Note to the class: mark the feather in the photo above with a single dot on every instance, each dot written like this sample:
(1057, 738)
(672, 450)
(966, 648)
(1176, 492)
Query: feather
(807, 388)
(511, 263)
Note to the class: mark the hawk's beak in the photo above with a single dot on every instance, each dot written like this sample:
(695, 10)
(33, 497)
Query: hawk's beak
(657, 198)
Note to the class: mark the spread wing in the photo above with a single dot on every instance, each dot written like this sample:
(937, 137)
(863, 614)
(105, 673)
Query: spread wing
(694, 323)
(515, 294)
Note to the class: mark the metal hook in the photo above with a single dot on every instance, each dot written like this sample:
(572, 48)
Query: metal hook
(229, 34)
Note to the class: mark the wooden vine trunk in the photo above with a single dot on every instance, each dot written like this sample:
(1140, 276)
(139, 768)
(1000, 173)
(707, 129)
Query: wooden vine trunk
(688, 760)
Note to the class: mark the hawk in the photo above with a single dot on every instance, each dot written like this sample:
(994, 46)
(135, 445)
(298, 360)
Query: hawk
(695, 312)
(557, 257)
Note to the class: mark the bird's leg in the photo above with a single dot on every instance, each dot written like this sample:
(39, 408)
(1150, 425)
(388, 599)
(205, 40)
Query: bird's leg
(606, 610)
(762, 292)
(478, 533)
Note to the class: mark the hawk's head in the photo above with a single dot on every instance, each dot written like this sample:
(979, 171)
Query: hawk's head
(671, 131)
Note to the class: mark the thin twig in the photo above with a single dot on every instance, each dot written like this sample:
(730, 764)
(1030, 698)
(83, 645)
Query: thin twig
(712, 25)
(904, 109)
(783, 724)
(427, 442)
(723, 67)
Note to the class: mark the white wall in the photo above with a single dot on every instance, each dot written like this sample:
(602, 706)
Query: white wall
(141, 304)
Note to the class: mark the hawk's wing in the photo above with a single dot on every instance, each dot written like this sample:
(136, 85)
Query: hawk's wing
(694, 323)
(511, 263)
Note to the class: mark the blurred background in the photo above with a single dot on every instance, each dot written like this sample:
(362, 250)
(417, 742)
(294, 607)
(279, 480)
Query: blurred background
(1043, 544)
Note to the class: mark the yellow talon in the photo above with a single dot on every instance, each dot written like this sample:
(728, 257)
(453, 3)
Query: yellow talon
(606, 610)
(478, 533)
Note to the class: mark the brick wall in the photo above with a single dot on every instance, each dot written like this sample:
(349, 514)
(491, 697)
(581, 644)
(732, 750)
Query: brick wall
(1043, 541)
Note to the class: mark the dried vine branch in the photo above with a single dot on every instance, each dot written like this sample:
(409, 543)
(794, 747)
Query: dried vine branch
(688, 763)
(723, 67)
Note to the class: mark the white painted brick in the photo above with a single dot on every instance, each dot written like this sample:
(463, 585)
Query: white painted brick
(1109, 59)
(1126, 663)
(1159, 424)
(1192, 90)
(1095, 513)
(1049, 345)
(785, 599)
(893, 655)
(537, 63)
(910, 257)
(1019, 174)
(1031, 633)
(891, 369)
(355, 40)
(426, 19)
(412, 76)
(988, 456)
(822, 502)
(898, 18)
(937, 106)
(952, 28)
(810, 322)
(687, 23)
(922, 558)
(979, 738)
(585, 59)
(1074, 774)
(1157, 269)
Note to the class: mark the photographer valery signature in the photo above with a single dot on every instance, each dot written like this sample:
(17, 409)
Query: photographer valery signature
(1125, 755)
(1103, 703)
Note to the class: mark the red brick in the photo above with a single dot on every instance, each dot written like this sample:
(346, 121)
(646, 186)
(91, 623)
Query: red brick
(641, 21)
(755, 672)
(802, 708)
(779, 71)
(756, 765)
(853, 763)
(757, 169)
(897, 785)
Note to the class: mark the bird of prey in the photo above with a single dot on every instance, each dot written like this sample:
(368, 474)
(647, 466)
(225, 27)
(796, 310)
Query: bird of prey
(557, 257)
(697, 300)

* * *

*TASK DESCRIPTION*. Make sure every record is repeated exactly.

*WRITTEN REPLY*.
Note to the class: mark the feather in the photo above with a single dot on every instance, each dot written like this sample:
(1057, 738)
(672, 450)
(966, 648)
(1176, 492)
Query: feather
(807, 388)
(511, 263)
Note to the class: mark the hawk's beak in the photo above with a single dot on every instance, each dot written like this sample:
(695, 10)
(33, 497)
Query: hawk's beak
(657, 198)
Note to the class: mark the spread wing in the photo above with a single dot on every instance, each dot written like this sample:
(937, 137)
(863, 614)
(105, 673)
Query: spread wing
(694, 323)
(515, 294)
Note to the class: mark the metal hook in the photo above with a single dot on every instance, each dot written like this sample:
(572, 48)
Query: metal hook
(229, 34)
Note to the class: mark the wooden vine trunk in the photo above with a single dot on every instance, each dot written like this sample:
(1140, 276)
(139, 768)
(1000, 173)
(707, 129)
Query: wooden vine trunk
(688, 760)
Note to the class: mark the hawk in the photo above with a single dot on every instance, each dot written like this sample:
(994, 46)
(135, 445)
(298, 360)
Query: hawk
(695, 312)
(557, 257)
Note to the class: mark the bird's leg in the photo above with a single dot on every instance, each dot written like this sample:
(39, 408)
(1150, 425)
(388, 599)
(205, 40)
Query: bird's leg
(606, 610)
(762, 292)
(478, 533)
Note to the class: mark the hawk's head in the photo above with a single dot on every instance, each dot written like this sample:
(979, 171)
Query: hawk's head
(671, 131)
Note to the class: mark the thin twig in the photo above with a single dot on every instance, each dot written like this sample:
(730, 764)
(1030, 698)
(83, 645)
Query: thin twig
(712, 25)
(904, 109)
(783, 724)
(427, 442)
(723, 67)
Note to the class: mark the white wall in the photo above with a single dot on every instance, each dot written like this sample:
(602, 706)
Query: white wall
(141, 304)
Note to the class: mark the hawk's wing in the photo above with a single dot on every instance, each dot written like this sample:
(136, 85)
Query: hawk's wing
(694, 323)
(511, 263)
Note to the class: mark the blurred background in the photo above with a single dot on every instance, each dot written like this sample:
(362, 250)
(417, 742)
(294, 607)
(279, 480)
Query: blurred background
(1043, 544)
Note to the class: mark the yellow talon in the photo above with a single dot on every instance, each dot written like this sample:
(728, 257)
(453, 3)
Query: yellow talon
(606, 610)
(478, 533)
Note to the class: mark the brick wall in the photo above with a single dot on every instance, each dot written like this sample:
(349, 514)
(491, 697)
(581, 644)
(732, 750)
Query: brick wall
(1043, 541)
Note to the class: mark the dried vine branch in the photo above with a single dot on every instance, each dot written like this sample:
(409, 543)
(794, 747)
Query: dried vine branch
(688, 763)
(723, 67)
Note to the class: mark the white painted brick in the photo above with a single dot on every instance, each dot written like this sample:
(463, 585)
Query: white painted brick
(1109, 59)
(1126, 663)
(1159, 424)
(1192, 90)
(1095, 513)
(1049, 345)
(785, 599)
(893, 655)
(537, 63)
(910, 257)
(1019, 174)
(1031, 633)
(891, 369)
(355, 40)
(426, 19)
(412, 76)
(988, 456)
(822, 502)
(898, 18)
(937, 106)
(952, 28)
(810, 322)
(687, 23)
(922, 558)
(979, 738)
(585, 59)
(1074, 774)
(1157, 269)
Note to the class: mark the photographer valery signature in the photo above with a single dot on every instance, each dot written like this sample:
(17, 409)
Query: photographer valery signature
(1125, 755)
(1103, 703)
Note to the class: mark the red brick in the photo above with a single dot on every instance, each dot written like this sample:
(346, 121)
(646, 186)
(91, 623)
Query: red brick
(641, 21)
(755, 672)
(802, 708)
(779, 71)
(756, 765)
(853, 763)
(757, 169)
(897, 785)
Note to the class: mark the bird of prey in the photo above with a single dot on every instance, each dot written like this sample:
(368, 474)
(647, 466)
(225, 27)
(796, 310)
Query: bird of prey
(557, 257)
(697, 300)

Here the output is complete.